Task material>
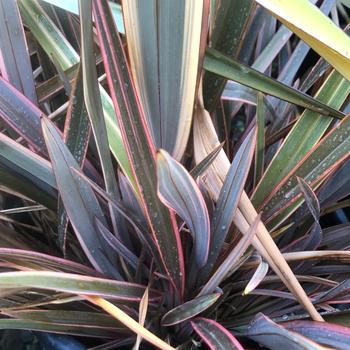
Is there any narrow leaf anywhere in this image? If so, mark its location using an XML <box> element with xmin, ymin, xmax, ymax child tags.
<box><xmin>0</xmin><ymin>271</ymin><xmax>156</xmax><ymax>301</ymax></box>
<box><xmin>43</xmin><ymin>119</ymin><xmax>119</xmax><ymax>274</ymax></box>
<box><xmin>243</xmin><ymin>260</ymin><xmax>269</xmax><ymax>295</ymax></box>
<box><xmin>198</xmin><ymin>215</ymin><xmax>260</xmax><ymax>296</ymax></box>
<box><xmin>94</xmin><ymin>0</ymin><xmax>185</xmax><ymax>291</ymax></box>
<box><xmin>204</xmin><ymin>49</ymin><xmax>344</xmax><ymax>118</ymax></box>
<box><xmin>157</xmin><ymin>150</ymin><xmax>210</xmax><ymax>267</ymax></box>
<box><xmin>257</xmin><ymin>0</ymin><xmax>350</xmax><ymax>80</ymax></box>
<box><xmin>203</xmin><ymin>0</ymin><xmax>255</xmax><ymax>111</ymax></box>
<box><xmin>245</xmin><ymin>314</ymin><xmax>328</xmax><ymax>350</ymax></box>
<box><xmin>254</xmin><ymin>92</ymin><xmax>265</xmax><ymax>184</ymax></box>
<box><xmin>0</xmin><ymin>77</ymin><xmax>46</xmax><ymax>154</ymax></box>
<box><xmin>191</xmin><ymin>318</ymin><xmax>244</xmax><ymax>350</ymax></box>
<box><xmin>283</xmin><ymin>321</ymin><xmax>350</xmax><ymax>350</ymax></box>
<box><xmin>161</xmin><ymin>293</ymin><xmax>221</xmax><ymax>327</ymax></box>
<box><xmin>297</xmin><ymin>177</ymin><xmax>321</xmax><ymax>222</ymax></box>
<box><xmin>133</xmin><ymin>287</ymin><xmax>148</xmax><ymax>350</ymax></box>
<box><xmin>123</xmin><ymin>0</ymin><xmax>209</xmax><ymax>160</ymax></box>
<box><xmin>0</xmin><ymin>0</ymin><xmax>37</xmax><ymax>104</ymax></box>
<box><xmin>252</xmin><ymin>72</ymin><xmax>350</xmax><ymax>207</ymax></box>
<box><xmin>264</xmin><ymin>111</ymin><xmax>350</xmax><ymax>226</ymax></box>
<box><xmin>202</xmin><ymin>129</ymin><xmax>256</xmax><ymax>273</ymax></box>
<box><xmin>18</xmin><ymin>0</ymin><xmax>136</xmax><ymax>188</ymax></box>
<box><xmin>86</xmin><ymin>296</ymin><xmax>175</xmax><ymax>350</ymax></box>
<box><xmin>190</xmin><ymin>142</ymin><xmax>224</xmax><ymax>179</ymax></box>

Task objective> How many lines of the entries above contain the word "mark"? Give only the number.

Answer to the exercise> 1